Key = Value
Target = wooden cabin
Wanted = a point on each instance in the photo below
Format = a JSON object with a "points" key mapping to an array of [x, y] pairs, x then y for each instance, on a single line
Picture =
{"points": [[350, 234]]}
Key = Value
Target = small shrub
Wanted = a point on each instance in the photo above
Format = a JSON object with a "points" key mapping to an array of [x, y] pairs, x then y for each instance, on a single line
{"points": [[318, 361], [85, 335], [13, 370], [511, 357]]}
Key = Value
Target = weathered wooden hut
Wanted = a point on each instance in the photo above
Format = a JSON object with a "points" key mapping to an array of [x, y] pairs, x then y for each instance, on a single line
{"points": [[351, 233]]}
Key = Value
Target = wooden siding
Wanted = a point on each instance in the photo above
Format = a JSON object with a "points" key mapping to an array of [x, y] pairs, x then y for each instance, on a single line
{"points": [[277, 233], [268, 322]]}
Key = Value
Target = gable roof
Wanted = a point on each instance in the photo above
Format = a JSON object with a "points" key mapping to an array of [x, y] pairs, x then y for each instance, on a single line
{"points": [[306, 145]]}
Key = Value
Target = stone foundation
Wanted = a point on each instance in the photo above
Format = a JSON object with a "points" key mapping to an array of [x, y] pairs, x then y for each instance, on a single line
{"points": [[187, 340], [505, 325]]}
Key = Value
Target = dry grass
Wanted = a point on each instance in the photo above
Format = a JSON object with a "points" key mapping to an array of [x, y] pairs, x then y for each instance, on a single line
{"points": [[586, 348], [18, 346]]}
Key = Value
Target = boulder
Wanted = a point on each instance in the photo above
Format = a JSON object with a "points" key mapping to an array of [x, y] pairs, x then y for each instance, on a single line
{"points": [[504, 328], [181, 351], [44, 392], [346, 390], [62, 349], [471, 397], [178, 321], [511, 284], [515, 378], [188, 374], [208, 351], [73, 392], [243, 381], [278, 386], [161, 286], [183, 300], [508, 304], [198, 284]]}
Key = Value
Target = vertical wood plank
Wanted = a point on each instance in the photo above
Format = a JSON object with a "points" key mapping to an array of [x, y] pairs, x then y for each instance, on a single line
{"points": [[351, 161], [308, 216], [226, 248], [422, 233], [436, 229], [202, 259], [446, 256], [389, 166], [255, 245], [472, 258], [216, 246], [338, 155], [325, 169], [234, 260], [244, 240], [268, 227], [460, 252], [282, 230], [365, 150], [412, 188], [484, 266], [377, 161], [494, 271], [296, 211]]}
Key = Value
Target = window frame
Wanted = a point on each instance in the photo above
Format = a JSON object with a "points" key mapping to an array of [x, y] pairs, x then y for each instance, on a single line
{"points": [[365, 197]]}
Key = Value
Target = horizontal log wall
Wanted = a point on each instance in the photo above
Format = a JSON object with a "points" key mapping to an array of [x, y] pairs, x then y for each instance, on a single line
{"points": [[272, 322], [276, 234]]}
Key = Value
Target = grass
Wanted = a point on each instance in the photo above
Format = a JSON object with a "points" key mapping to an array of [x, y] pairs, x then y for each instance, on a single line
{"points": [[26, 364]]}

▸ Exercise: Transcribe the material above word for word.

▸ Exercise output:
Key = Value
Target = wooden cabin
Wanted = a point on each instance in the photo below
Format = a JSON object with a "points" key mapping to an array of [x, y] pairs, x then y for each instance, on a single line
Picture =
{"points": [[350, 234]]}
Key = Value
Target = small shrub
Wanted = a point on each instance in the photo above
Format = a JSON object with a "points" key mapping to an array of [x, y] pairs, x then y for each instance, on a single line
{"points": [[318, 361], [85, 335], [13, 370], [511, 357]]}
Key = Value
Target = weathered wooden hut
Wanted = a point on each instance in the photo above
Format = a JSON object with a "points" key mapping to an array of [x, y] pairs, x then y for each instance, on a single line
{"points": [[351, 233]]}
Key = Value
Target = wooden siding
Wanted = a point on each instance in the photo above
Format = a JSON object with a "points" key mapping to an array of [x, y] pairs, x then y for each instance, on a single line
{"points": [[277, 233], [268, 322]]}
Key = Value
Target = gable roof
Wanted = a point on each instance in the photo above
Format = a JSON object with a "points" key mapping to an array of [x, y] pairs, x then y for each instance, on a single line
{"points": [[306, 145]]}
Key = Value
Target = stone foundation
Wanted = a point on each instance in the photo above
Format = a JSON object with a "points" key mapping to an array of [x, y] pairs, x then y for each instance, on a single line
{"points": [[187, 340], [505, 325]]}
Key = Value
Target = dry grass
Wanted = a point on each instance in the photo above
Format = a JSON object with a "points" key mapping to an array of [x, y] pairs, x then y for each instance, on a single line
{"points": [[586, 348], [18, 346]]}
Key = Value
Target = boulder
Wanted = a point on each instance in the photo above
Format = a JSON object with a "points" key mapping to an array of [x, y] pairs, x then y for each instance, on a single line
{"points": [[504, 328], [181, 351], [44, 392], [346, 390], [62, 349], [471, 397], [178, 321], [511, 284], [515, 378], [188, 374], [208, 351], [73, 392], [243, 381], [278, 386], [161, 286], [183, 300], [508, 304], [198, 284]]}
Key = Value
Target = vertical wood plank
Wanted = a point on each instance in the photo above
Format = a JSON object with a "points" key mapping to an array of [x, y] pairs, x then y for each instance, on a single line
{"points": [[351, 161], [308, 216], [226, 248], [422, 233], [436, 229], [202, 259], [446, 256], [389, 166], [255, 245], [472, 258], [216, 246], [338, 155], [325, 169], [234, 260], [244, 240], [268, 227], [460, 252], [282, 230], [365, 150], [412, 188], [484, 266], [377, 161], [494, 271], [296, 211]]}
Key = Value
Target = window frame
Wanted = a point on each instance in the photo above
Format = a JSON object with a "points" key mapping to an array of [x, y] pairs, x then y for each instance, on a single line
{"points": [[365, 197]]}
Key = Value
Target = horizontal log wall
Wanted = a point on each instance in the photo above
Format = a JSON object with a "points" key mapping to an array of [x, y] pairs, x then y for each instance, on a single line
{"points": [[272, 322], [276, 234]]}
Key = Value
Target = grass
Wanted = a point on each instance in the photo above
Format = a JSON object with a "points" key mapping to an array of [x, y] pairs, x then y for each instance, on a single line
{"points": [[26, 364]]}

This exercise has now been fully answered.